PETUNJUK -
(1) Tolong salin bagian kutipan sumber tentang wacana penundaan Pemilu 2024, mulai dari "JAKARTA - Pengamat" dan terus sampai "Jumat, 20 Agustus.".
(2) Menurut kutipan sumber tentang wacana penundaan Pemilu 2024, berapa lama masa jabatan Presiden/Wapres yang disebutkan dalam Pasal 7 UUD 1945?

JAKARTA - Pengamat hukum dari UIN Syarif Hidayatullah Jakarta A. Tholabi Karlie, menilai wacana Pemilu 2024 yang diundur hingga tahun 2027 menabrak pilar demokrasi melalui instrumen pemilihan umum. Sebab menurutnya, esensi pemilu adalah untuk sirkulasi kepemimpinan secara teratur dan ajeg (fixed term).
"Dan memundurkan Pemilu tahun 2024 menjadi tahun 2027 jelas menabrak prinsip itu,” ujar Tholabi di Jakarta, Jumat, 20 Agustus.
Dekan Fakultas Syariah dan Hukum UIN, menjelaskan, masa jabatan presiden/wakil presiden serta anggota DPR telah diatur yakni selama lima tahun. Jika pemilu dimundurkan maka akan mengubah masa jabatan presiden/wakil presiden termasuk anggota DPR.
“Padahal pemilu itu merupakan mekanisme rakyat untuk mengoreksi pilihannya di pemilu sebelumnya,” kata Tholabi.
Terlebih, lanjutnya, dalam konstitusi telah jelas disebutkan masa jabatan presiden lima tahun dan dapat dipilih kembali untuk jabatan yang sama untuk satu kali masa jabatan.
“Pasal 7 UUD 1945 sangat jelas menyebutkan tentang masa jabatan Presiden/Wapres lima tahun,” kata pengajar Hukum Tata Negara (HTN) ini.

DATA YANG DISEDIAKAN -
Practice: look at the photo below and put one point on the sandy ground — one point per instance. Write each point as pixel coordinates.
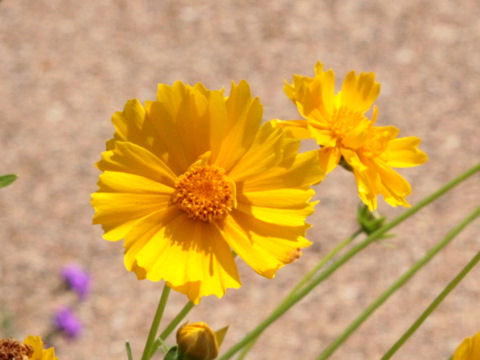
(66, 66)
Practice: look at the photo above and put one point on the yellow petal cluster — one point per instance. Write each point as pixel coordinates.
(469, 349)
(193, 175)
(39, 353)
(31, 349)
(338, 123)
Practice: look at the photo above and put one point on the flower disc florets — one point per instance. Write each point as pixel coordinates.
(204, 193)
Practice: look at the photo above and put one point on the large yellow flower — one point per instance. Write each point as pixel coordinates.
(339, 125)
(192, 176)
(469, 349)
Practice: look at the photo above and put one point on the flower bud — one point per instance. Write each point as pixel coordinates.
(371, 221)
(197, 341)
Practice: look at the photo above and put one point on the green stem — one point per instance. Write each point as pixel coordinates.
(147, 352)
(129, 350)
(305, 280)
(322, 262)
(173, 324)
(279, 311)
(432, 306)
(397, 284)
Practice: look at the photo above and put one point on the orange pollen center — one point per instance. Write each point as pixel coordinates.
(204, 193)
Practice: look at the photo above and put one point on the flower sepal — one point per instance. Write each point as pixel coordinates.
(371, 221)
(196, 341)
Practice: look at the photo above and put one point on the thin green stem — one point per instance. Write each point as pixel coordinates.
(432, 306)
(129, 350)
(147, 351)
(322, 262)
(397, 284)
(279, 311)
(173, 324)
(305, 280)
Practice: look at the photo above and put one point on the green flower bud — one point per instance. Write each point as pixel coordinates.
(197, 342)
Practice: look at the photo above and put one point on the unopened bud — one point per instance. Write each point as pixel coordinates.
(197, 342)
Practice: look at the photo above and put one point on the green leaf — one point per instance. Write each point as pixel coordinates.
(7, 179)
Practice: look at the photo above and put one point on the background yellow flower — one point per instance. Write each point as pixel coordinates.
(39, 353)
(193, 175)
(469, 349)
(337, 122)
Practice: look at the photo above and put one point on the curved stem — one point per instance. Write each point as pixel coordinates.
(432, 306)
(305, 280)
(147, 351)
(397, 284)
(324, 260)
(279, 311)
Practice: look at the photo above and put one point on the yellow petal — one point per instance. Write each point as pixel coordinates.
(304, 172)
(129, 123)
(403, 152)
(277, 198)
(244, 114)
(357, 137)
(264, 247)
(271, 215)
(328, 158)
(322, 136)
(174, 142)
(118, 212)
(295, 128)
(391, 184)
(359, 92)
(367, 190)
(207, 264)
(130, 158)
(269, 148)
(469, 349)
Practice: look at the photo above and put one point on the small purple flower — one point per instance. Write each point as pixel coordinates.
(65, 321)
(76, 280)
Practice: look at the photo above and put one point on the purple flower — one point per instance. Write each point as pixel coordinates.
(76, 280)
(65, 321)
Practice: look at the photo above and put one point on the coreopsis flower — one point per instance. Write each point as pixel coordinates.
(197, 341)
(194, 175)
(30, 349)
(76, 279)
(469, 349)
(338, 123)
(65, 321)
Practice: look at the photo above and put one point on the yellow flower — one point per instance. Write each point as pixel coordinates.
(194, 175)
(337, 122)
(469, 349)
(31, 349)
(197, 341)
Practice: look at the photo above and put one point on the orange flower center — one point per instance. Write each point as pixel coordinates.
(204, 193)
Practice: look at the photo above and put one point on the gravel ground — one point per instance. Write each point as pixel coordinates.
(66, 66)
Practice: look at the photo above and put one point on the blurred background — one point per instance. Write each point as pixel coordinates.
(66, 66)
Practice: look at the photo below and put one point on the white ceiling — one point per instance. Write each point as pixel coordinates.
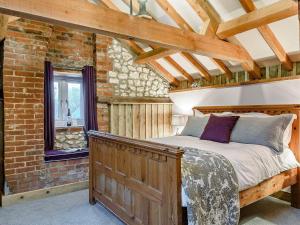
(286, 31)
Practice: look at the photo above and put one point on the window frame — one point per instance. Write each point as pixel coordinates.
(63, 78)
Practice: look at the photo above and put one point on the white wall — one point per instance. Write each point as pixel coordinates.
(279, 92)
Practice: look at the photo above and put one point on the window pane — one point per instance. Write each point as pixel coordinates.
(56, 101)
(74, 99)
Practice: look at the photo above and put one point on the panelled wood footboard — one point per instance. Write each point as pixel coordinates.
(139, 181)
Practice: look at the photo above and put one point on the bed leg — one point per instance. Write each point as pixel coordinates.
(295, 193)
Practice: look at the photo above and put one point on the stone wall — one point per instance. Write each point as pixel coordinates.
(133, 80)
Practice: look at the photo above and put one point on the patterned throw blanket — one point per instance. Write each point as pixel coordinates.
(211, 185)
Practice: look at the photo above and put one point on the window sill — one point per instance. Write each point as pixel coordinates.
(58, 155)
(71, 128)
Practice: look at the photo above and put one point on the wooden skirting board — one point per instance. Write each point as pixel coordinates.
(8, 200)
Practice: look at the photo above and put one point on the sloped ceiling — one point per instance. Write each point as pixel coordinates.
(286, 31)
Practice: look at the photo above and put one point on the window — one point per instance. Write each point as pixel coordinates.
(68, 98)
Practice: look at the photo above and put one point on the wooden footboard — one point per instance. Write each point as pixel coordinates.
(139, 181)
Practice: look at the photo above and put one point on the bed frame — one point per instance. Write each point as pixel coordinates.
(140, 181)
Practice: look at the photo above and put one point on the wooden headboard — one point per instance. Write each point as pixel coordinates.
(268, 109)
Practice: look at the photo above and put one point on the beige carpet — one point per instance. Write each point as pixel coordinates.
(74, 209)
(270, 211)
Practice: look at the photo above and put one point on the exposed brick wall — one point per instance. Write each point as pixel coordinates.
(28, 45)
(70, 49)
(25, 51)
(103, 65)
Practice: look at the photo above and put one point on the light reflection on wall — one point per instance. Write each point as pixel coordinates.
(280, 92)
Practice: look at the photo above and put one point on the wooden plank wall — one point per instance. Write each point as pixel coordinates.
(141, 120)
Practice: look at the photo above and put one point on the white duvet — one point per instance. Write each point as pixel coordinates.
(252, 163)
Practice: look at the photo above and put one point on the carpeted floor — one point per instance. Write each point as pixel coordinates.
(74, 209)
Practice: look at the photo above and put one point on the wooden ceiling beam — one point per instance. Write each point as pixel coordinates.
(164, 4)
(12, 19)
(259, 17)
(139, 51)
(169, 9)
(156, 66)
(203, 7)
(3, 26)
(171, 61)
(269, 37)
(195, 63)
(156, 53)
(179, 68)
(86, 16)
(222, 67)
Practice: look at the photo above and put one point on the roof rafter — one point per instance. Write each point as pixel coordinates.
(88, 17)
(171, 61)
(203, 7)
(168, 8)
(139, 51)
(259, 17)
(179, 68)
(269, 37)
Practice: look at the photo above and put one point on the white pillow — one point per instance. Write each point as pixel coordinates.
(287, 135)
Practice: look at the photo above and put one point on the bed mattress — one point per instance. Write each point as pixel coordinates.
(252, 163)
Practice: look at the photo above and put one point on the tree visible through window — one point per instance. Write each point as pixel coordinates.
(68, 99)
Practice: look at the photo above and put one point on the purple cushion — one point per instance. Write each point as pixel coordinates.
(219, 128)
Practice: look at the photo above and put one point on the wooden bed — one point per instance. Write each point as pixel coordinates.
(140, 181)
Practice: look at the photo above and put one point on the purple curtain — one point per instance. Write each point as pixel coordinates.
(89, 96)
(49, 130)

JAWABAN BERNOMOR -
(1)
JAKARTA - Pengamat hukum dari UIN Syarif Hidayatullah Jakarta A. Tholabi Karlie, menilai wacana Pemilu 2024 yang diundur hingga tahun 2027 menabrak pilar demokrasi melalui instrumen pemilihan umum. Sebab menurutnya, esensi pemilu adalah untuk sirkulasi kepemimpinan secara teratur dan ajeg (fixed term).
"Dan memundurkan Pemilu tahun 2024 menjadi tahun 2027 jelas menabrak prinsip itu,” ujar Tholabi di Jakarta, Jumat, 20 Agustus.

(2) Lima tahun.